- [EXERCISE BRIEF] Reproduce the entries from the line containing "Identify each instance of the metal" through the final line of the entries, both included, with "drop a marker" changed to "place a marker" and nothing else altered.

- [SOURCE RECORDS]

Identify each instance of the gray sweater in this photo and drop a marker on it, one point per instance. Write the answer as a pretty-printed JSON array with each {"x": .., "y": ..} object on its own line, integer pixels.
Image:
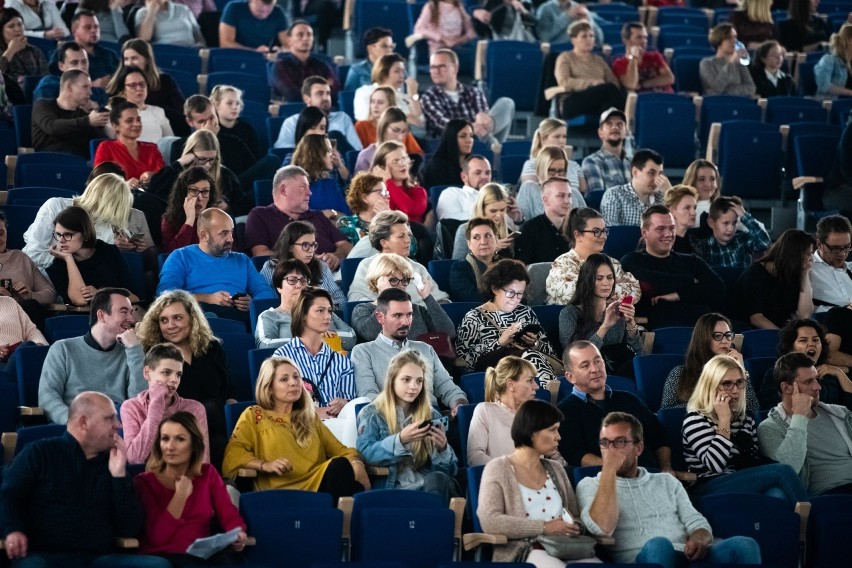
[
  {"x": 649, "y": 505},
  {"x": 79, "y": 364}
]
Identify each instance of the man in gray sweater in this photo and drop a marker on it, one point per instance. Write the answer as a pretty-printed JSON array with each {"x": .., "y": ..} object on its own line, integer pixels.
[
  {"x": 108, "y": 359},
  {"x": 370, "y": 360},
  {"x": 649, "y": 514}
]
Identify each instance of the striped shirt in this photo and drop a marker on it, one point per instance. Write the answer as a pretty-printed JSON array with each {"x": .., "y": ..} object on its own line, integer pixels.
[{"x": 337, "y": 382}]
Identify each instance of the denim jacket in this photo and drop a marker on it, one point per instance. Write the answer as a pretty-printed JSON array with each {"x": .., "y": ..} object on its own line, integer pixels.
[{"x": 381, "y": 448}]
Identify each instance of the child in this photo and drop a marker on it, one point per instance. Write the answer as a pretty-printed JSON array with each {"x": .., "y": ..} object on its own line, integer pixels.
[
  {"x": 141, "y": 415},
  {"x": 728, "y": 247}
]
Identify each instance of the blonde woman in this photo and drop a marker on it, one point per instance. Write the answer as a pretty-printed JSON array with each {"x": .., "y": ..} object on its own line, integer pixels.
[
  {"x": 283, "y": 439},
  {"x": 107, "y": 200},
  {"x": 720, "y": 439},
  {"x": 401, "y": 431}
]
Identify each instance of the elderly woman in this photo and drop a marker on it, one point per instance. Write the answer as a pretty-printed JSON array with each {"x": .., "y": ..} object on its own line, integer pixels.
[
  {"x": 503, "y": 326},
  {"x": 524, "y": 495},
  {"x": 284, "y": 440},
  {"x": 389, "y": 232},
  {"x": 274, "y": 326},
  {"x": 389, "y": 270},
  {"x": 586, "y": 230}
]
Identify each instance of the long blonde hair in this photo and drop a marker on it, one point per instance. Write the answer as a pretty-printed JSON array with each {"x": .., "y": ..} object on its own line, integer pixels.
[{"x": 421, "y": 410}]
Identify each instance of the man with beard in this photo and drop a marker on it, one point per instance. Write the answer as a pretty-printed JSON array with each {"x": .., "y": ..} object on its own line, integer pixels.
[
  {"x": 107, "y": 359},
  {"x": 609, "y": 166},
  {"x": 812, "y": 437},
  {"x": 649, "y": 514},
  {"x": 223, "y": 281},
  {"x": 394, "y": 314}
]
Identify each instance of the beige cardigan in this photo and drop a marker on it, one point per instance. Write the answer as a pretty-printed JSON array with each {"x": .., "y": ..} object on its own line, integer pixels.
[{"x": 501, "y": 508}]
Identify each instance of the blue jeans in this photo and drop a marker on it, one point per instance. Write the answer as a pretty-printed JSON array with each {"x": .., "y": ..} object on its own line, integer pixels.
[
  {"x": 777, "y": 479},
  {"x": 734, "y": 550}
]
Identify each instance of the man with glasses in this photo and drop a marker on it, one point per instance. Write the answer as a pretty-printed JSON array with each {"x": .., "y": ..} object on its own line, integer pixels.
[
  {"x": 624, "y": 204},
  {"x": 677, "y": 288},
  {"x": 649, "y": 514},
  {"x": 590, "y": 400},
  {"x": 812, "y": 437}
]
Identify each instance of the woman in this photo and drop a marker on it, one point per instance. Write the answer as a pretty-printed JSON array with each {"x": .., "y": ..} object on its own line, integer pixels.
[
  {"x": 445, "y": 165},
  {"x": 393, "y": 165},
  {"x": 524, "y": 495},
  {"x": 466, "y": 277},
  {"x": 723, "y": 74},
  {"x": 769, "y": 79},
  {"x": 18, "y": 59},
  {"x": 711, "y": 336},
  {"x": 283, "y": 439},
  {"x": 586, "y": 230},
  {"x": 599, "y": 315},
  {"x": 192, "y": 193},
  {"x": 720, "y": 440},
  {"x": 589, "y": 83},
  {"x": 298, "y": 241},
  {"x": 274, "y": 326},
  {"x": 753, "y": 21},
  {"x": 682, "y": 201},
  {"x": 401, "y": 431},
  {"x": 503, "y": 326},
  {"x": 84, "y": 263},
  {"x": 326, "y": 173},
  {"x": 391, "y": 125},
  {"x": 107, "y": 201},
  {"x": 367, "y": 196},
  {"x": 139, "y": 160},
  {"x": 778, "y": 285},
  {"x": 552, "y": 161},
  {"x": 388, "y": 270},
  {"x": 132, "y": 85},
  {"x": 832, "y": 70},
  {"x": 182, "y": 496}
]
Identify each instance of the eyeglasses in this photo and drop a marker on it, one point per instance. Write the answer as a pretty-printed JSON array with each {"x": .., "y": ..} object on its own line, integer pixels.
[
  {"x": 729, "y": 385},
  {"x": 719, "y": 336},
  {"x": 618, "y": 443}
]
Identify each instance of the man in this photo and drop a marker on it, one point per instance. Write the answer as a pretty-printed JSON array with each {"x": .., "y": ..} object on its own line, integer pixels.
[
  {"x": 624, "y": 204},
  {"x": 590, "y": 400},
  {"x": 317, "y": 92},
  {"x": 377, "y": 42},
  {"x": 609, "y": 166},
  {"x": 222, "y": 280},
  {"x": 394, "y": 314},
  {"x": 291, "y": 193},
  {"x": 649, "y": 514},
  {"x": 292, "y": 68},
  {"x": 677, "y": 288},
  {"x": 65, "y": 500},
  {"x": 541, "y": 238},
  {"x": 448, "y": 99},
  {"x": 107, "y": 359},
  {"x": 66, "y": 124},
  {"x": 812, "y": 437},
  {"x": 260, "y": 25},
  {"x": 70, "y": 56},
  {"x": 458, "y": 202},
  {"x": 638, "y": 69}
]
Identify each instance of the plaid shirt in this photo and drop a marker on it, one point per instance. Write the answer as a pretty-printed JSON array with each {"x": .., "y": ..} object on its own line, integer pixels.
[
  {"x": 439, "y": 108},
  {"x": 740, "y": 251},
  {"x": 622, "y": 206}
]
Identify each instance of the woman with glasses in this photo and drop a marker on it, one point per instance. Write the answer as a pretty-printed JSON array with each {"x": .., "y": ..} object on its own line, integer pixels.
[
  {"x": 192, "y": 193},
  {"x": 274, "y": 329},
  {"x": 298, "y": 241},
  {"x": 503, "y": 325},
  {"x": 720, "y": 440},
  {"x": 587, "y": 232}
]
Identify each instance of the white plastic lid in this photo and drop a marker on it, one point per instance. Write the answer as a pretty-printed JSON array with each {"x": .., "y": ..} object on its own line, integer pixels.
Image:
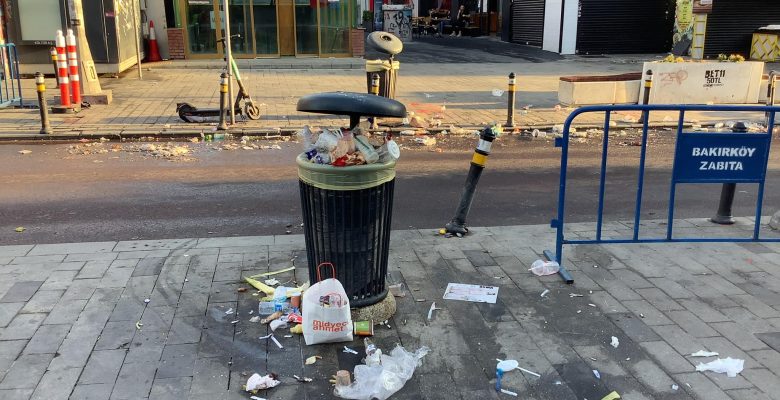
[
  {"x": 393, "y": 150},
  {"x": 507, "y": 365}
]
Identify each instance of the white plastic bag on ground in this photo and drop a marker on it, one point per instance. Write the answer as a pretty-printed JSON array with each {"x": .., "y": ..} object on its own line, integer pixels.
[
  {"x": 729, "y": 366},
  {"x": 326, "y": 315},
  {"x": 541, "y": 267},
  {"x": 382, "y": 381}
]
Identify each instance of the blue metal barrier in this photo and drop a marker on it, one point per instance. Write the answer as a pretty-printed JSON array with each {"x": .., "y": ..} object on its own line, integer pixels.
[
  {"x": 10, "y": 79},
  {"x": 699, "y": 158}
]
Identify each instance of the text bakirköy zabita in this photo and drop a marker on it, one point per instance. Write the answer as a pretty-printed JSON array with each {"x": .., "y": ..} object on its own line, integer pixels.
[{"x": 737, "y": 152}]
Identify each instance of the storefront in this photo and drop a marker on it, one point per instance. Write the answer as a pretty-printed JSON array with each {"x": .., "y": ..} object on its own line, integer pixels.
[{"x": 270, "y": 28}]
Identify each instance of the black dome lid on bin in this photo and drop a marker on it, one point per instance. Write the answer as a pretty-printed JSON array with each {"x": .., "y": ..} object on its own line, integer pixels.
[{"x": 355, "y": 105}]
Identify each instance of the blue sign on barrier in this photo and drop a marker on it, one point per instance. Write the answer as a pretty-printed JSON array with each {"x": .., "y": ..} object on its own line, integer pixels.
[
  {"x": 718, "y": 157},
  {"x": 699, "y": 158}
]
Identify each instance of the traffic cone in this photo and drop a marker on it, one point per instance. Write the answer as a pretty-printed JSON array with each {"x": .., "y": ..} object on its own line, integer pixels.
[{"x": 154, "y": 51}]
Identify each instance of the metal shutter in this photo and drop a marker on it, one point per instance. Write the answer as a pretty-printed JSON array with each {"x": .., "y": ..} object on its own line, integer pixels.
[
  {"x": 528, "y": 22},
  {"x": 731, "y": 24},
  {"x": 625, "y": 26}
]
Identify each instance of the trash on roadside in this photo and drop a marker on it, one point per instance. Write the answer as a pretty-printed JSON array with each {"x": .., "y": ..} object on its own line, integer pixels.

- [WRITTEN SOLUTION]
Identify each instance of the metal shutter in this photo and place a marker on it, one point per instance. Write the answer as a pretty-printed JSON array with each {"x": .., "y": ..} object on its own line, integer pixels.
[
  {"x": 528, "y": 22},
  {"x": 731, "y": 24},
  {"x": 625, "y": 26}
]
Identify each instance of the trash on roadside in this photo and place a marker on it, one point per instance. Write the answer as a pretty-printed JSON array with each {"x": .., "y": ..} object on its own line, integer pixels.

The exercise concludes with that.